Given passage:

8. The steady and rapid growth of specialty pharmaceuticals is changing how pharma companies interact with payers, providers and patients. Relatively high drug prices are one obvious issue, but beyond that, Deloitte is on record saying that pharma companies need closer relationships with patients to succeed. What’s your view on how to accomplish that?
Our perspective is that the industry is working to better demonstrate and communicate drug prices with respect to their true value. In other words, considering the overall health outcome achieved in light of the cost to produce that outcome and the role that the medication played. That value should be compared to the next best alternative inclusive of effectiveness rates, side effects, tolerability and beyond-the-pill services, such as programs to support better adherence. So while the price of a new treatment may appear high, if it is curative and replaces a treatment that is taken over a longer period with many doses and modest effectiveness, then the value is seen in a new light.
Additionally, pharmaceutical companies are working diligently to understand the needs of patients and families in order to support improved overall health outcomes by investing in “beyond the pill” services, which are largely provided at low to no cost.
Lastly, R&D innovation is expected to produce medicine for special diseases such as oncology, multiple sclerosis and rare diseases at an increased rate over the coming years. Given special requirements for storage and administration, as well as the higher costs for these medicines, we expect the demand for specialty pharmaceutical products to increase. Life sciences companies may be able to compete or offer some of those same patient services (which could reduce costs) if they are able to innovate around the distribution channel.

(Entries drawn from a collection)
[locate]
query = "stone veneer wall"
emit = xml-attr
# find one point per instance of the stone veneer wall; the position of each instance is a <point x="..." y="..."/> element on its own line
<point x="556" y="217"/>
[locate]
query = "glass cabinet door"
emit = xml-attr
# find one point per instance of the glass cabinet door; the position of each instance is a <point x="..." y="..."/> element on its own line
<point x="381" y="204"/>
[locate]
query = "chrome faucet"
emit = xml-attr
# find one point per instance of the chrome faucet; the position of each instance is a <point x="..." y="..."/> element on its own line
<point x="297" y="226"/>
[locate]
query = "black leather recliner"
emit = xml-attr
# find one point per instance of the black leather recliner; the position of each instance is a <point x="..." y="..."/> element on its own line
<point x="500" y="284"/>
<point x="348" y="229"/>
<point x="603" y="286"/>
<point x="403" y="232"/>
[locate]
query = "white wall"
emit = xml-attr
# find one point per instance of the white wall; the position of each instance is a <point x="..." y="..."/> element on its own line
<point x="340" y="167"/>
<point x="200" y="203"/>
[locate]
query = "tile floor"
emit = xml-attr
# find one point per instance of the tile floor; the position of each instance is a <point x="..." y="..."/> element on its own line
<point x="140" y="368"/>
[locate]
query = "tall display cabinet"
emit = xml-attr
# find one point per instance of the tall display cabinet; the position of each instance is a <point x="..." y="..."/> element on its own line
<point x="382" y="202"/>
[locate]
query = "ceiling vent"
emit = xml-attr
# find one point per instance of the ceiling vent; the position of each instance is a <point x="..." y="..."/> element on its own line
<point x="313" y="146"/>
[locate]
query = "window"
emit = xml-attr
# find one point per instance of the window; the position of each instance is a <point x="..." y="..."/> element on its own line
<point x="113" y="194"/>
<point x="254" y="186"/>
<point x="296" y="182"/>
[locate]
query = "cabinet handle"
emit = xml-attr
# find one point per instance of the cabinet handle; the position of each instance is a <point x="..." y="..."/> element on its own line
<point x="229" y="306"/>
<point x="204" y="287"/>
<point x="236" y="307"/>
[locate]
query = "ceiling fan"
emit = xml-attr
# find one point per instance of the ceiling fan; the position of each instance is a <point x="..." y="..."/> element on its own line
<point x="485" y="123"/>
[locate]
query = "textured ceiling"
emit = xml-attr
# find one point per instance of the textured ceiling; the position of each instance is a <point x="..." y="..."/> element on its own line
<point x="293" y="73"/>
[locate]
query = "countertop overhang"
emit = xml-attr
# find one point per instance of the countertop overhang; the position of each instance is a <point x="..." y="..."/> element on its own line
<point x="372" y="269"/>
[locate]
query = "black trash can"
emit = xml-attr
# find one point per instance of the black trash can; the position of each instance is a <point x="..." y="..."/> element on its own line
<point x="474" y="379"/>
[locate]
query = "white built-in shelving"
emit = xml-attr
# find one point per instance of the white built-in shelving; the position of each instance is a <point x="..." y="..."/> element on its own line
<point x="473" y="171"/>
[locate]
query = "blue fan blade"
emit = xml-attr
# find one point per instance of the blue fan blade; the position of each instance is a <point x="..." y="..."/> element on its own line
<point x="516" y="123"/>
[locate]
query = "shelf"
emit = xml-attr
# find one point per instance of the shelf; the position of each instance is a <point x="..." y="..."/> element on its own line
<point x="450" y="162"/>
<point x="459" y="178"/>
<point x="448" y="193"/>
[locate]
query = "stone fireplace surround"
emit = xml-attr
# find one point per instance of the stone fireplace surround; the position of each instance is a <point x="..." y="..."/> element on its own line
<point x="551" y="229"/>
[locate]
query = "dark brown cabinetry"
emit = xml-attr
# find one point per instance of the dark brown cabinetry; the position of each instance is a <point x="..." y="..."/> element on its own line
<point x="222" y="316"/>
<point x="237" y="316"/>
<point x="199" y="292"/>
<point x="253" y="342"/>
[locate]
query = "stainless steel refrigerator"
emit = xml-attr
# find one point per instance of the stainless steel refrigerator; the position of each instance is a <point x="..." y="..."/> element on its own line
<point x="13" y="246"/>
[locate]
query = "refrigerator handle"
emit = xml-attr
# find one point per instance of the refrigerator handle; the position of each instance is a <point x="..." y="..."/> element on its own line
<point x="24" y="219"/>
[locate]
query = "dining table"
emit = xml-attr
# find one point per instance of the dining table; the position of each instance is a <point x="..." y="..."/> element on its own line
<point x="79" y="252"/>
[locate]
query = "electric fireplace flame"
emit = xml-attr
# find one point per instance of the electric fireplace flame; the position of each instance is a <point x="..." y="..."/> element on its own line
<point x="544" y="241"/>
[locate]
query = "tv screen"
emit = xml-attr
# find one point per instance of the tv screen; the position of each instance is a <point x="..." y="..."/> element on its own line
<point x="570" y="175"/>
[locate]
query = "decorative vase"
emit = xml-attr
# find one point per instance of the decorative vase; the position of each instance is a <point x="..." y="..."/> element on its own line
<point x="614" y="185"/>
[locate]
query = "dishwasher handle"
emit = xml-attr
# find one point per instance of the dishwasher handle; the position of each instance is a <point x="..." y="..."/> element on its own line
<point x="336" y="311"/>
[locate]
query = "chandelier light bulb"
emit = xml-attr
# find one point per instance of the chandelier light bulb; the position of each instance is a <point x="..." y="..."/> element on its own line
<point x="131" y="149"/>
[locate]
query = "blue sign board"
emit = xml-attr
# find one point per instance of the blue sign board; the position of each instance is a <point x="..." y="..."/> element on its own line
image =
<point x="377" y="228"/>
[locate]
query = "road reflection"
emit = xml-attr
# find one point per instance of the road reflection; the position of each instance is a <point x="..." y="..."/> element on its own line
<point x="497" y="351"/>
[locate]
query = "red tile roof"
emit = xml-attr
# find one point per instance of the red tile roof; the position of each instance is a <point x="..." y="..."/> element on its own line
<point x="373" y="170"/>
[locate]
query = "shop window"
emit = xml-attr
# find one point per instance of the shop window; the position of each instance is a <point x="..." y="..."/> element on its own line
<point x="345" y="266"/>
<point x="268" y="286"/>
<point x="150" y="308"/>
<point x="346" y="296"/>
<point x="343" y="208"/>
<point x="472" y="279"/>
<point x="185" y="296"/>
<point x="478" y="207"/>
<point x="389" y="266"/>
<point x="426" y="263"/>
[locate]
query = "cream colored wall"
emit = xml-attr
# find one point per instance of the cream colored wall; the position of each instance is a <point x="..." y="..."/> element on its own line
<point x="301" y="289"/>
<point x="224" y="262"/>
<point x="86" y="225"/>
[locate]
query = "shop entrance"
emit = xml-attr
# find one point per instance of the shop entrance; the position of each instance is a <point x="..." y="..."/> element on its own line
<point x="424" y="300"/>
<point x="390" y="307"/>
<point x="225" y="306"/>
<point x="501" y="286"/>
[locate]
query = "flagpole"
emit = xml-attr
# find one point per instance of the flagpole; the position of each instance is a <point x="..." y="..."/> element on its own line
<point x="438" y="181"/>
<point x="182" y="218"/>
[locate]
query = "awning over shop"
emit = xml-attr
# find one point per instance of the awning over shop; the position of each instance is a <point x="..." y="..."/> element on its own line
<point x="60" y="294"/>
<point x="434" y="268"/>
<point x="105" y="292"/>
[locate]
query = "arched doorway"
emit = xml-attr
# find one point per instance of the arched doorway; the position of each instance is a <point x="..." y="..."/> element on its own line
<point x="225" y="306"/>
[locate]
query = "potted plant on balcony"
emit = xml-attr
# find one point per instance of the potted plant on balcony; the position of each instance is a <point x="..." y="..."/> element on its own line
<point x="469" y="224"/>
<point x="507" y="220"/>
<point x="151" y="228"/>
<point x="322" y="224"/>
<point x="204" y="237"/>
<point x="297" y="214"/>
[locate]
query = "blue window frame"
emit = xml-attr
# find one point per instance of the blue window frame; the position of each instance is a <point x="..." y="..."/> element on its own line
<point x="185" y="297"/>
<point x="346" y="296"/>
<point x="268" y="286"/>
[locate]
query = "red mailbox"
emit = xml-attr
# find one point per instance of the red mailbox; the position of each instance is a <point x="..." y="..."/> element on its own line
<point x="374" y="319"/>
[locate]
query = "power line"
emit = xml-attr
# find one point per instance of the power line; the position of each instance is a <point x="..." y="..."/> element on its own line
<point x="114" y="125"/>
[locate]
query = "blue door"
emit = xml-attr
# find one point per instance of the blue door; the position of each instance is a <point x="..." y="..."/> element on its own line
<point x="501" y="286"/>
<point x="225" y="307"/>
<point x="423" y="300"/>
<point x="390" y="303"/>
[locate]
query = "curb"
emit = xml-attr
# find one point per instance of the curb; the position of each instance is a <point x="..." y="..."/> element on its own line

What you will do: Continue the interview passage on specialty drugs and patient relationships, starting right after its last sentence. The items have nothing to do with the interview passage on specialty drugs.

Output of the task:
9. You were born and started your university education in India. On a personal level, do you keep business ties to the Indian pharmaceutical community, which is such an important part of global pharmaceutical production? Beyond that, what personal interests in healthcare complement your business interest?
While I was born and started my education in India, today my view is worldwide. I have traveled across the globe to meet with our life sciences clients and our Deloitte engagement teams. Deloitte serves Indian pharmaceutical companies both in India as well as in other countries. They are certainly an important part of providing healthcare products and solutions across many parts of the world, and Deloitte’s global network of industry practitioners supports their growth and innovation needs.
The innovation of our clients to solve critical diseases, the collaboration across large segments of our economy to make this a reality, and the measurable results achieved over the past century in taming many life-threatening diseases and conditions is truly remarkable. Life sciences companies often don’t get full credit for this and their significant intellectual property donations in third world countries.
I can speak for Deloitte’s entire life sciences practice when I say that we feel very privileged to be serving clients in an industry that is having such a significant impact on the health and wellness of billions across the globe.